- _To be done_
Show every line of the entries below that contains the word "doric".

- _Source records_
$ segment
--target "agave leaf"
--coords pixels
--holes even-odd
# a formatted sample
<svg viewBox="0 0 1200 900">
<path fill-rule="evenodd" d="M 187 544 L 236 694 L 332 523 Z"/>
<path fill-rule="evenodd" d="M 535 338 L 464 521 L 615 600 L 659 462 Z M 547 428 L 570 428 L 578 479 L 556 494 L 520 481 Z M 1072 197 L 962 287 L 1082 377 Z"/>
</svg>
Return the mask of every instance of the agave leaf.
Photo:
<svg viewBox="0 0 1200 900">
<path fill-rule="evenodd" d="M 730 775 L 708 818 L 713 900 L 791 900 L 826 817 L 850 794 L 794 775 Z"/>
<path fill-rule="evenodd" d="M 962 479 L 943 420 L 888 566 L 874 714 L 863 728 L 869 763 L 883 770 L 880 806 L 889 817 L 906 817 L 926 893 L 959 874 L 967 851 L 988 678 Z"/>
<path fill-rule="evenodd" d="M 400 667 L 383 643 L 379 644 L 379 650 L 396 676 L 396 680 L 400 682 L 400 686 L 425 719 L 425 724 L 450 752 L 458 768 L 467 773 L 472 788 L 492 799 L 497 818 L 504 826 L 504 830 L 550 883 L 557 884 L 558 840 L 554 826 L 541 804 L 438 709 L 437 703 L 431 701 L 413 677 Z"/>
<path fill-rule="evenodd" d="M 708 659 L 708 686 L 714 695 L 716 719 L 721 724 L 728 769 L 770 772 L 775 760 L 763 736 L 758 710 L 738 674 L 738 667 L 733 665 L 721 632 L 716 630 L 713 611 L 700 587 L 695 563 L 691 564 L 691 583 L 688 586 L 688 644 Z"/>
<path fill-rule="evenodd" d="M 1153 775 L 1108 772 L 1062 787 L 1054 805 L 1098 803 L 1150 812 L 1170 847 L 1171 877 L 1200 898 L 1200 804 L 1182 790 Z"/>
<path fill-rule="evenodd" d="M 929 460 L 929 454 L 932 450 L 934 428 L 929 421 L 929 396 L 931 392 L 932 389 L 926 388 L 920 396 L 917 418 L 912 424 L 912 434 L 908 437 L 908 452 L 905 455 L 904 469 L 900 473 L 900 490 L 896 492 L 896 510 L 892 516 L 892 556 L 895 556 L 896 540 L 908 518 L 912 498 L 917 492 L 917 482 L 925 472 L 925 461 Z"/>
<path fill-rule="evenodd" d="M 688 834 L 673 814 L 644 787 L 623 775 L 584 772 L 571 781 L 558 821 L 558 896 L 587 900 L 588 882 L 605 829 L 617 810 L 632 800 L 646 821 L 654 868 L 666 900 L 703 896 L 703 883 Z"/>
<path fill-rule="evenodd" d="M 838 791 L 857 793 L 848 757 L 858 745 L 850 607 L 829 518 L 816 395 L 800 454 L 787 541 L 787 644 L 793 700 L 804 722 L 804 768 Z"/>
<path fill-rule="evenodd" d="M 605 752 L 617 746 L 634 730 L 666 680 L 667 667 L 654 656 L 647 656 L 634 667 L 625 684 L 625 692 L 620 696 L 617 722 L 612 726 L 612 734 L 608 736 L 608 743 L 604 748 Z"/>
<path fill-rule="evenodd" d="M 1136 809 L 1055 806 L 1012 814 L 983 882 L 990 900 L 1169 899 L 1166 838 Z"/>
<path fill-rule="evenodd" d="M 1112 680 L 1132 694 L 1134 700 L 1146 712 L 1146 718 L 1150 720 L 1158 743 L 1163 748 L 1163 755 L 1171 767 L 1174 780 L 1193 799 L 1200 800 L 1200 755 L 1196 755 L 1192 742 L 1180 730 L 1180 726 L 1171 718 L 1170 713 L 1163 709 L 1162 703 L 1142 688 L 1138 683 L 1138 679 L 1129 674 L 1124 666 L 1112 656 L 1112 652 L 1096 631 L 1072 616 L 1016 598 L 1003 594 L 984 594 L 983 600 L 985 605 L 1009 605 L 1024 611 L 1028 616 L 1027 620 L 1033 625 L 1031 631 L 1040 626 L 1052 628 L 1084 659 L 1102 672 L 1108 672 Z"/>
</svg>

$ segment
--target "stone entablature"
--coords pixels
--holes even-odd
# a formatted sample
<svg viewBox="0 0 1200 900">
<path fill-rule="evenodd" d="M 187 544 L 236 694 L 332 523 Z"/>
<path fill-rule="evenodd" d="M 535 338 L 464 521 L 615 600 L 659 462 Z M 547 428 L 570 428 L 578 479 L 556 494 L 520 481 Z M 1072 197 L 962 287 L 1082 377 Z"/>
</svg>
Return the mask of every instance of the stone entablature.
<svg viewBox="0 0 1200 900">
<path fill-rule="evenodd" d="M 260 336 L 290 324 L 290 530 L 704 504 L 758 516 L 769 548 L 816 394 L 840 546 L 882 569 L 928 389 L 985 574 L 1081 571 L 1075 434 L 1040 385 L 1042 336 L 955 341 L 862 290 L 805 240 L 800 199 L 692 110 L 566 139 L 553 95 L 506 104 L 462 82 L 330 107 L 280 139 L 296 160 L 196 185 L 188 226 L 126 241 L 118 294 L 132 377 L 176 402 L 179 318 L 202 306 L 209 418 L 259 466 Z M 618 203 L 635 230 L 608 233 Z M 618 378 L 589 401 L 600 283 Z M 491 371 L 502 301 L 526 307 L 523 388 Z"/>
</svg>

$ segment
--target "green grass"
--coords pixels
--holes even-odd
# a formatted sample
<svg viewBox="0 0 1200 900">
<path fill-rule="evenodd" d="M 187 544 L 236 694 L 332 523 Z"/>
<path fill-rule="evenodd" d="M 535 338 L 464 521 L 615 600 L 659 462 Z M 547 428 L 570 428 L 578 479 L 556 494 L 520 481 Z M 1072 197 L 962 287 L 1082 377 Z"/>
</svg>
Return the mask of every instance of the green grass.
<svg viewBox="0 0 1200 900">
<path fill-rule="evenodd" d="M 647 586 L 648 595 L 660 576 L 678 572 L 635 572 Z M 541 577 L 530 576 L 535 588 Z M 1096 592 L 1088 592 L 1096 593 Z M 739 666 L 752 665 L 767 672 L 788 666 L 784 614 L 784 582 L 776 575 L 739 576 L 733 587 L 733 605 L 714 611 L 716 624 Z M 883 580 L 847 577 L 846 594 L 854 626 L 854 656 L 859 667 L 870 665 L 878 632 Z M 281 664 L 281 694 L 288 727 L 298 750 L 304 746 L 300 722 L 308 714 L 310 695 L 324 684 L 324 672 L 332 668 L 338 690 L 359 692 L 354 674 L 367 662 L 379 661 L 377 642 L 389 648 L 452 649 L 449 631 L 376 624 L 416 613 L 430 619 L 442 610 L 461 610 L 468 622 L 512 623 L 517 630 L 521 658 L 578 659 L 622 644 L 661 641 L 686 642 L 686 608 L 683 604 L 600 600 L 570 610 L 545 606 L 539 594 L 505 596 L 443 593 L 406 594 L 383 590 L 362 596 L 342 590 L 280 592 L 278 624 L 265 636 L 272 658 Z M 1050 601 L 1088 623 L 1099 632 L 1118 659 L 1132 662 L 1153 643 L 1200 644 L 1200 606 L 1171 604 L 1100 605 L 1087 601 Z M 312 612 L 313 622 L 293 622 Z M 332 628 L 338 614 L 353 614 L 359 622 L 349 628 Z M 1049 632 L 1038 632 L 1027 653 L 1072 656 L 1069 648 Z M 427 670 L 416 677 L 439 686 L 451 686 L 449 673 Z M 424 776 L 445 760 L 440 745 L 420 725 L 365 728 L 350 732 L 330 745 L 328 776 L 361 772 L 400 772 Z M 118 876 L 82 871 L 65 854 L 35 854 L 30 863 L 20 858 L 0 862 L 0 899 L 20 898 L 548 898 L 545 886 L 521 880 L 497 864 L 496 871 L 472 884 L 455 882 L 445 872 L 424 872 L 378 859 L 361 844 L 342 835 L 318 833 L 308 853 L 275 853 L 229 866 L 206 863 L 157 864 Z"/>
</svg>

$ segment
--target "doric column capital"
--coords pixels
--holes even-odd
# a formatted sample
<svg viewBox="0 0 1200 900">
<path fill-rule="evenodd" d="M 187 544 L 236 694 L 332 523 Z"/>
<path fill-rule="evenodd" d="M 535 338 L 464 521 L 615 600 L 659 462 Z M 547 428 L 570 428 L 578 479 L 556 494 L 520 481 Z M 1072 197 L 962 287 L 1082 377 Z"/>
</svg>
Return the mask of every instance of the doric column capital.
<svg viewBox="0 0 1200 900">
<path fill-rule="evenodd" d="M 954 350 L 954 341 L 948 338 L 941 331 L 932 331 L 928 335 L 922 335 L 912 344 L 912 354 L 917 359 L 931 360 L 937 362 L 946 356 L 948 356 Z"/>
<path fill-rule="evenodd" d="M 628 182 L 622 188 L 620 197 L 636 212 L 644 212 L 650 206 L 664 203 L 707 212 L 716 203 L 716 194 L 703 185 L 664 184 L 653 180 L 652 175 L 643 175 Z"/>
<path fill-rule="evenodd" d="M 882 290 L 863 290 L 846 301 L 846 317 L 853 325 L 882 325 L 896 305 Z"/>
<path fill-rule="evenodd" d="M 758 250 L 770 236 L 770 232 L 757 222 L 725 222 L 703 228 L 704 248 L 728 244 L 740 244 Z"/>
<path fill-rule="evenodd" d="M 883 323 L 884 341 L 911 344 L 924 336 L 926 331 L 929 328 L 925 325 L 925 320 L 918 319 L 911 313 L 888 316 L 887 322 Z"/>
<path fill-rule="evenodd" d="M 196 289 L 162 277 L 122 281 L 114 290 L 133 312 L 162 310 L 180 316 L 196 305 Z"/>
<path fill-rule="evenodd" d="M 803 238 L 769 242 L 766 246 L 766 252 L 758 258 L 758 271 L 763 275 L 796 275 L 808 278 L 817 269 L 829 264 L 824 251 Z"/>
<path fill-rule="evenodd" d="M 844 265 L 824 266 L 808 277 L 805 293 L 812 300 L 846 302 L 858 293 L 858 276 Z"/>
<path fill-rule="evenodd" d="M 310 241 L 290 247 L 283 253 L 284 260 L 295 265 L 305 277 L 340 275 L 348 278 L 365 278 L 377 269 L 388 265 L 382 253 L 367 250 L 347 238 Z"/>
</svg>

- _Output of the task_
--target "doric column capital"
Return the mask of every instance of the doric column capital.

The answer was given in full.